Start of WORKING DATA

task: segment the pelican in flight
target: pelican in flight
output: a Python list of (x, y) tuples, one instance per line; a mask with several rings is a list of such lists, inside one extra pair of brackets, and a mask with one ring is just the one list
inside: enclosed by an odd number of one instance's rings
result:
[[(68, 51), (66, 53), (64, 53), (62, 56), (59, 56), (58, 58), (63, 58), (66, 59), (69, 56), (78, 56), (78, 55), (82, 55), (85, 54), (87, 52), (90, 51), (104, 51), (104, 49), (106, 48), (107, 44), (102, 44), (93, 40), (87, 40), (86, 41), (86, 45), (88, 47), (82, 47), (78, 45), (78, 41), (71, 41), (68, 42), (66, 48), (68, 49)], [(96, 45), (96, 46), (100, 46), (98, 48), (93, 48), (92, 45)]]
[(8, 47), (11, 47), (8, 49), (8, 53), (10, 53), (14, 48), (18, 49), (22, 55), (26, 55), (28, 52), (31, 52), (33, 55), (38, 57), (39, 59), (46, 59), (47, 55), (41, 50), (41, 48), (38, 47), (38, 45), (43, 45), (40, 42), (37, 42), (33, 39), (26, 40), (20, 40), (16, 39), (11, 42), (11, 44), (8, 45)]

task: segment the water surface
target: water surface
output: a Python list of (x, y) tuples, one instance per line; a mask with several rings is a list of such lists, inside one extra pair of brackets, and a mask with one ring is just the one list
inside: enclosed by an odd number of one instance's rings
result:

End of WORKING DATA

WRITTEN EXERCISE
Output every line of the records above as a numbered list, omitting blank lines.

CORRECT OUTPUT
1. task: segment the pelican in flight
2. target: pelican in flight
3. output: a Python list of (x, y) tuples, one instance per line; a mask with several rings is a list of such lists, inside one extra pair of brackets, and a mask with one ring is just the one list
4. inside: enclosed by an odd number of one instance's rings
5. result:
6. [[(68, 51), (66, 53), (64, 53), (62, 56), (59, 56), (58, 58), (63, 58), (66, 59), (69, 56), (78, 56), (78, 55), (82, 55), (85, 54), (87, 52), (90, 51), (104, 51), (104, 49), (106, 48), (107, 44), (102, 44), (93, 40), (87, 40), (86, 41), (86, 45), (88, 47), (82, 47), (78, 45), (78, 41), (71, 41), (68, 42), (66, 48), (68, 49)], [(96, 45), (96, 46), (100, 46), (98, 48), (93, 48), (92, 45)]]
7. [(8, 47), (11, 47), (8, 49), (8, 53), (10, 53), (14, 48), (18, 49), (22, 55), (26, 55), (28, 52), (31, 52), (33, 55), (38, 57), (39, 59), (46, 59), (47, 55), (41, 50), (41, 48), (38, 47), (38, 45), (43, 45), (40, 42), (37, 42), (33, 39), (26, 40), (20, 40), (16, 39), (11, 42), (11, 44), (8, 45)]
8. task: segment the water surface
9. target: water surface
10. output: a Python list of (x, y) tuples, one instance per line; a mask with several rings is a list of such lists, inside one extra pair of brackets, and a mask with one ring is just the one list
11. inside: enclosed by an odd number of one instance's rings
12. result:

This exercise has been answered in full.